• _WRITTEN EXERCISE_: Copy out in full the lines from the line with "girl in green" to the line with "541;196;950;800", both included, and shift every coordinate value in them up by 36.

• _EXERCISE MATERIALS_:
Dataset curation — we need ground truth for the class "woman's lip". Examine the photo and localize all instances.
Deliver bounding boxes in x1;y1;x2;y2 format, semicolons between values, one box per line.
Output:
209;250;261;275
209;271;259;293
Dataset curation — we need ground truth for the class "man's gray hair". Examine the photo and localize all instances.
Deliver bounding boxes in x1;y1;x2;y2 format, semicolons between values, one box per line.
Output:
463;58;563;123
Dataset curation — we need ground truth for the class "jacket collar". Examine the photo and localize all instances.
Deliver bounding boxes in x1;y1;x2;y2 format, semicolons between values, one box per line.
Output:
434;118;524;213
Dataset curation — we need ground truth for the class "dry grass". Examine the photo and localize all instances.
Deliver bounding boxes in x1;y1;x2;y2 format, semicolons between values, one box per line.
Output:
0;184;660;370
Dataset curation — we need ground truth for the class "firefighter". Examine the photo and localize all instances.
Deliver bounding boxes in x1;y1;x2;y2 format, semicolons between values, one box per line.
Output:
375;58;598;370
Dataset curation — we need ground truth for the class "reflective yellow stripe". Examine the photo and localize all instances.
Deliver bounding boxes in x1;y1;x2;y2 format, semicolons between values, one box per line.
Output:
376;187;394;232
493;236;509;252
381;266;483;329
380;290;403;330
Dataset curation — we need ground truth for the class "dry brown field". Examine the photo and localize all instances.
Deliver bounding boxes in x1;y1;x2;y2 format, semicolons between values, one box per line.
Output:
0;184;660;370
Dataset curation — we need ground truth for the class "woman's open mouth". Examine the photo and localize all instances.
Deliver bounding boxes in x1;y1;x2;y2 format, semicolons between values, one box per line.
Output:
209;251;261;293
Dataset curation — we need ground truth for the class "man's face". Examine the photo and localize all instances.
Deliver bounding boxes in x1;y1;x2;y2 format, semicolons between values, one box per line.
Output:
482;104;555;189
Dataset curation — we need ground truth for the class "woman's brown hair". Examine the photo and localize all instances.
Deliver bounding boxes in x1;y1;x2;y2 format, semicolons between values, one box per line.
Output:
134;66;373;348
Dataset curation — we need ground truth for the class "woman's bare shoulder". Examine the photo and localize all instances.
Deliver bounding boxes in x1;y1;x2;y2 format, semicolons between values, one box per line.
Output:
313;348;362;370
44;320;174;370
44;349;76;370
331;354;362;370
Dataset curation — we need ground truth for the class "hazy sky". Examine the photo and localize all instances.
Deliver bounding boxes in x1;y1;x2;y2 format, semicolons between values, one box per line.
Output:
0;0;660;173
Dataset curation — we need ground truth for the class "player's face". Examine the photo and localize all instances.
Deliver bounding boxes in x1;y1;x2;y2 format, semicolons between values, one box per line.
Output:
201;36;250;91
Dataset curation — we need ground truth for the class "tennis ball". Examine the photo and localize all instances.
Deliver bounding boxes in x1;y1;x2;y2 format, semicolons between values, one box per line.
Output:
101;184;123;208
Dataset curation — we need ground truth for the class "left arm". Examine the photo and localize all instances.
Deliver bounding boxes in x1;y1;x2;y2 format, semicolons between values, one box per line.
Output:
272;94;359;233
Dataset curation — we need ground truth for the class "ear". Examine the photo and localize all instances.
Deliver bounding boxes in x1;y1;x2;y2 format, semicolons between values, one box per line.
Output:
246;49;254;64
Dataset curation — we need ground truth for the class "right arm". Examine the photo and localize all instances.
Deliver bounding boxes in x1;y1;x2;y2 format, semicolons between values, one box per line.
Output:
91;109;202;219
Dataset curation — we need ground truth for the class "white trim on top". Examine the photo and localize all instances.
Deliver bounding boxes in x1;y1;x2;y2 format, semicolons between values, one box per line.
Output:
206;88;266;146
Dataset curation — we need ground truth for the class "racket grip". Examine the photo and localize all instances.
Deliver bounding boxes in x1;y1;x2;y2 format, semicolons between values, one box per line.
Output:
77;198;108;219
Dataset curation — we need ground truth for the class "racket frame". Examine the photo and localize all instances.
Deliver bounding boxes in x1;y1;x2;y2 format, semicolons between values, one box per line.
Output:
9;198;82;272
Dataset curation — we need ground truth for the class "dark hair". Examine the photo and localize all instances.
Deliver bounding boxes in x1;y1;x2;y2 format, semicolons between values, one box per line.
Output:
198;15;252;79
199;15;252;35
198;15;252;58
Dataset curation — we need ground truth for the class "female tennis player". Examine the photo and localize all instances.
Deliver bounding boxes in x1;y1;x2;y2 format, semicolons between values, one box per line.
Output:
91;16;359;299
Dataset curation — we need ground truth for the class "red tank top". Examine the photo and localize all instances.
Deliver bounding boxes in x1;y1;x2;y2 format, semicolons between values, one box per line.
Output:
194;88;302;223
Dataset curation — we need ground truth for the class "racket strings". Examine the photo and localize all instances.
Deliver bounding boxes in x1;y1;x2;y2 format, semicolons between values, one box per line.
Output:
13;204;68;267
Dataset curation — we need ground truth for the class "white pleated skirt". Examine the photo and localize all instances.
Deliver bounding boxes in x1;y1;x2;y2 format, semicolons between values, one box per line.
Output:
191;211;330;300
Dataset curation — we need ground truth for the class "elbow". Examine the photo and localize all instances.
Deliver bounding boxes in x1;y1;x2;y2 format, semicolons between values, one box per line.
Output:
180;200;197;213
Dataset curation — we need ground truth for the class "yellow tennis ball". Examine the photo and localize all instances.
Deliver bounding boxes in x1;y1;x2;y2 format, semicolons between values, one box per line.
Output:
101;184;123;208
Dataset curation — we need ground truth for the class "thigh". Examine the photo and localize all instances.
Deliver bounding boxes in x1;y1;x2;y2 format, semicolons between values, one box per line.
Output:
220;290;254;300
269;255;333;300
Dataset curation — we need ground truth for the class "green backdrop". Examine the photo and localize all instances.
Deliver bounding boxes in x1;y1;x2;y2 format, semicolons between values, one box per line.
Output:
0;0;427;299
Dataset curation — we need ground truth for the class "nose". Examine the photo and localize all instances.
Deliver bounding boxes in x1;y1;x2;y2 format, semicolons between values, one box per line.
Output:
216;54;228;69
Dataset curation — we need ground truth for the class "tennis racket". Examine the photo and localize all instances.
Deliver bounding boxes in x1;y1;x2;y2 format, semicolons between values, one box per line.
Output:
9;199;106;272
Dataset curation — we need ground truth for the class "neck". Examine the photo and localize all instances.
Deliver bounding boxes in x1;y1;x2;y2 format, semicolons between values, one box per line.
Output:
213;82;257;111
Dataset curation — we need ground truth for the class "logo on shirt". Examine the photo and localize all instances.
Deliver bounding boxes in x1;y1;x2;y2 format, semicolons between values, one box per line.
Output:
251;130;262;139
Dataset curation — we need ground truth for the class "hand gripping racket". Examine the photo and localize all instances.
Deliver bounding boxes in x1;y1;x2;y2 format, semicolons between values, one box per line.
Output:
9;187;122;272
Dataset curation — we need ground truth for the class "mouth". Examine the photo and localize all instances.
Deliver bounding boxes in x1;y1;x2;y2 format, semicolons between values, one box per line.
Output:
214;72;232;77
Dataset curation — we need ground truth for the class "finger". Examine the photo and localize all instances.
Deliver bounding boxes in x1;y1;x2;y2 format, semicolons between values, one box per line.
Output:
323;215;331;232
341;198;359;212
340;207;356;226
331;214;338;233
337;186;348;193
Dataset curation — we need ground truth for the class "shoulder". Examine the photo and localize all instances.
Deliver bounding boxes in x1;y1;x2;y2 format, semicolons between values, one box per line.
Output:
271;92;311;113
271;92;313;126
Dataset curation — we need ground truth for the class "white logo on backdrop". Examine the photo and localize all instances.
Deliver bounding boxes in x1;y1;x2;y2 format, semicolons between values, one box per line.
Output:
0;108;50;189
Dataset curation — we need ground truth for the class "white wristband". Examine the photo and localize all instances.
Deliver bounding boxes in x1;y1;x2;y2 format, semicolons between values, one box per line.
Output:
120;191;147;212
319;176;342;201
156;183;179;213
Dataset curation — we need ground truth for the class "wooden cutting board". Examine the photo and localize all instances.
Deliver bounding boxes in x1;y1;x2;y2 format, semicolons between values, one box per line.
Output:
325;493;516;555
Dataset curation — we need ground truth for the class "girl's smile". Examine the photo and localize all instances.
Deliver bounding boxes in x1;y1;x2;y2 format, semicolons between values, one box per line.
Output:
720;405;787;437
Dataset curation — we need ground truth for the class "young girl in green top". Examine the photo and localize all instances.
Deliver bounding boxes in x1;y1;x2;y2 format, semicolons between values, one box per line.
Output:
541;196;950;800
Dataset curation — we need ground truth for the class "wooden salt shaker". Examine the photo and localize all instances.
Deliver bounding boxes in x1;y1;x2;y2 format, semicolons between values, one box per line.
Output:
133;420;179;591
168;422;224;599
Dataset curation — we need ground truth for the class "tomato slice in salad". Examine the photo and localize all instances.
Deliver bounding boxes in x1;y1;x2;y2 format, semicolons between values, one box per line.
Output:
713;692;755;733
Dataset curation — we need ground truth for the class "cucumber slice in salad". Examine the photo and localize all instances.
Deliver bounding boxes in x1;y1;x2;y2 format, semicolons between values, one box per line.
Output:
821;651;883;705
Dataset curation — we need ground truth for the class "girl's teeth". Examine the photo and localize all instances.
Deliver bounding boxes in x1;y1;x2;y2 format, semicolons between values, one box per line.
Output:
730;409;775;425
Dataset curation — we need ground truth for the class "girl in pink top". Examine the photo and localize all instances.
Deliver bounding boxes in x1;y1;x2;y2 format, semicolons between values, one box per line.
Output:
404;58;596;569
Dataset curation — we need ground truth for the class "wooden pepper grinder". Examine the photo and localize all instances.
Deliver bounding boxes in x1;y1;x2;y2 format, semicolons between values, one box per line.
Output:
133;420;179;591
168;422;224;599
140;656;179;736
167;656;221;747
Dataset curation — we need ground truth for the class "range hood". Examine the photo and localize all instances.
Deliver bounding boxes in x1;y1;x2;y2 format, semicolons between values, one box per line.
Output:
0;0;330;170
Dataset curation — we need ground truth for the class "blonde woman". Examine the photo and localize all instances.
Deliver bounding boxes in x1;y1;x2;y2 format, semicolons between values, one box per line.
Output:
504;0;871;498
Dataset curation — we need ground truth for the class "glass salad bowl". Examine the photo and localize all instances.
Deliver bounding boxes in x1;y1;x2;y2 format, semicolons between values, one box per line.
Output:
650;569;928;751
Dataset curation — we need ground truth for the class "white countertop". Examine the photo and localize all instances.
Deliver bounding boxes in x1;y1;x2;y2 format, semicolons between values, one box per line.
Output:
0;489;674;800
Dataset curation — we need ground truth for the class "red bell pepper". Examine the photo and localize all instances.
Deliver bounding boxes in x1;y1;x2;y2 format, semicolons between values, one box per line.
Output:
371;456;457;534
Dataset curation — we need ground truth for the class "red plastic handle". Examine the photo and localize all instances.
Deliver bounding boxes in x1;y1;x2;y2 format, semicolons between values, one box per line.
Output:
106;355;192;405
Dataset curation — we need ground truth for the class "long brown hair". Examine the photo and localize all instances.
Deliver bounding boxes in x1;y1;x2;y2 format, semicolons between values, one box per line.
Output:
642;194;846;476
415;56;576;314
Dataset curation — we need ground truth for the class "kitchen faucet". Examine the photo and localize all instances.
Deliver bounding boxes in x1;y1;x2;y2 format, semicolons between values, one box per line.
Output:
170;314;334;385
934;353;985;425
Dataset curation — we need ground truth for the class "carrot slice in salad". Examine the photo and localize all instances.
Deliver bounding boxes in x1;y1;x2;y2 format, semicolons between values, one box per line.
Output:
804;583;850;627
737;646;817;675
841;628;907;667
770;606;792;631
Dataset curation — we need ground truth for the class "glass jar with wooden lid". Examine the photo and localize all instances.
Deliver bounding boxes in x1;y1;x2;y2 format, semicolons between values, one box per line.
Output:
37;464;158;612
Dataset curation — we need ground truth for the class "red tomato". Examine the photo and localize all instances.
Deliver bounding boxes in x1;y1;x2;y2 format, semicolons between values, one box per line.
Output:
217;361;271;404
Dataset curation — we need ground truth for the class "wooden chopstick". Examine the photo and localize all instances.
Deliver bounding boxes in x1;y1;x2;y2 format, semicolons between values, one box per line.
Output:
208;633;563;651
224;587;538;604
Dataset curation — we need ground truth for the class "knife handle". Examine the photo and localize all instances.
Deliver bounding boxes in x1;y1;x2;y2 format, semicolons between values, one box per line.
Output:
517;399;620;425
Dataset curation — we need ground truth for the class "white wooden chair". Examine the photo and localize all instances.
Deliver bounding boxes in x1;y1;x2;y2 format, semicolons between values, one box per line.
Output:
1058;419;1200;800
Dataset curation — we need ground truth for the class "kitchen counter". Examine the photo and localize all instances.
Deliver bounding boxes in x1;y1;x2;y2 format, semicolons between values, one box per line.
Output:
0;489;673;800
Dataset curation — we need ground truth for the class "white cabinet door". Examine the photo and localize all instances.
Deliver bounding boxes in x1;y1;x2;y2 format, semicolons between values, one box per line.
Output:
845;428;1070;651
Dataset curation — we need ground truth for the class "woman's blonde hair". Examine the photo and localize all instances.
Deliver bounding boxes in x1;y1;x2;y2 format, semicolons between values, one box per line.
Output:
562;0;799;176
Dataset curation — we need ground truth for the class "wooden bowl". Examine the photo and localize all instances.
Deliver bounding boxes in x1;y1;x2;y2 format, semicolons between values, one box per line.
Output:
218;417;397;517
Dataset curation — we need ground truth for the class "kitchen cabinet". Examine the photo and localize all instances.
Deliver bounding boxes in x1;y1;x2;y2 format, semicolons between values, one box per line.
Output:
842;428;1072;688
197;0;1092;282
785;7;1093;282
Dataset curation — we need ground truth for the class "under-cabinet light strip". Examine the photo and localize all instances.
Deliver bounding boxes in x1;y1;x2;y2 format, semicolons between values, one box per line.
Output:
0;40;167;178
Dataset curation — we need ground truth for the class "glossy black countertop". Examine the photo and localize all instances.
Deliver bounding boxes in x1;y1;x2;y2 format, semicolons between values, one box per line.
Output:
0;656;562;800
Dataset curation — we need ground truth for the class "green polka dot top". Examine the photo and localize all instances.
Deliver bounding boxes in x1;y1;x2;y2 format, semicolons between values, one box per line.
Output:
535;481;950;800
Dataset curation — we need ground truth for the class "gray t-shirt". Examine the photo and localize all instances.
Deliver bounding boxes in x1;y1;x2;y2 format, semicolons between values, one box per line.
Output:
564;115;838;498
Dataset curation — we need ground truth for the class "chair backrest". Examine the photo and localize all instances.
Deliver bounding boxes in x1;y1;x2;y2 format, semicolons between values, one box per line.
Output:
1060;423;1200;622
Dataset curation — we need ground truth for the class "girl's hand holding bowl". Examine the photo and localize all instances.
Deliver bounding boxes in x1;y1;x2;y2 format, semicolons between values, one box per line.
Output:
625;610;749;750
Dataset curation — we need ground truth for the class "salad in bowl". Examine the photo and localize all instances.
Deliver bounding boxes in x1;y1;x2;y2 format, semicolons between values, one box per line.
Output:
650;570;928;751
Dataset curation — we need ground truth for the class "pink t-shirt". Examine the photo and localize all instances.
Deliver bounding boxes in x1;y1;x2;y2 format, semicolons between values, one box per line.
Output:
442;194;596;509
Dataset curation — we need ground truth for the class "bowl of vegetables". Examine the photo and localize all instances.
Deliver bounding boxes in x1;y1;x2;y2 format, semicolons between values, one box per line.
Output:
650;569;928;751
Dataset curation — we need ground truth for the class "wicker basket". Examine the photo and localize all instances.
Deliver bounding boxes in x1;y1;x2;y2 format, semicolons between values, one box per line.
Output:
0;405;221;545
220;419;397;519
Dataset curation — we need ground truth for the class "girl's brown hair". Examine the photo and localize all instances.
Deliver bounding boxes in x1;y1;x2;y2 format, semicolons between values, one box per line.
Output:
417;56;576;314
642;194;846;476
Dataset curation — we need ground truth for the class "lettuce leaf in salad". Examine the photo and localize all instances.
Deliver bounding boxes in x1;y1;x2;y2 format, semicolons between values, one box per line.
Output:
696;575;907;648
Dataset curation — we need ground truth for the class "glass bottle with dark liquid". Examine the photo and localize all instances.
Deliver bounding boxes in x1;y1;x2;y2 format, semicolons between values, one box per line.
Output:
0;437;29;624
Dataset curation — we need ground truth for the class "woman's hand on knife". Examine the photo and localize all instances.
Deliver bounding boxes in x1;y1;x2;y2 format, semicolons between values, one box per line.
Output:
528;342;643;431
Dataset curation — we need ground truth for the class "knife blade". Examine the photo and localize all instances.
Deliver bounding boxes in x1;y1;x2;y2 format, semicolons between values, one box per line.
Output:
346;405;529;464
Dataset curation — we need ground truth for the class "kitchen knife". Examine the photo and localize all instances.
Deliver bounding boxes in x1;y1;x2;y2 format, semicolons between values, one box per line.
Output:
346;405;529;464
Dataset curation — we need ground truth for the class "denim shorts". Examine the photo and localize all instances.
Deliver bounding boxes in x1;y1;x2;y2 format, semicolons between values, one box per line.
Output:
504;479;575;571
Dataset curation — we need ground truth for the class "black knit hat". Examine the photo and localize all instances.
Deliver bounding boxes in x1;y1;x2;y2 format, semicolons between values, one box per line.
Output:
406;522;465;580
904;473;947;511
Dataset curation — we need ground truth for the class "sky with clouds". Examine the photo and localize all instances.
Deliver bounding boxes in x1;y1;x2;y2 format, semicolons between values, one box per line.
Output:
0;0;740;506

• _EXERCISE RESULT_:
Dataset curation — we need ground truth for the class "young girl in green top". Examine the photo and localize all instances.
Deliver bounding boxes in x1;y1;x2;y2 format, semicolons between values, one box per line.
Output:
577;232;986;836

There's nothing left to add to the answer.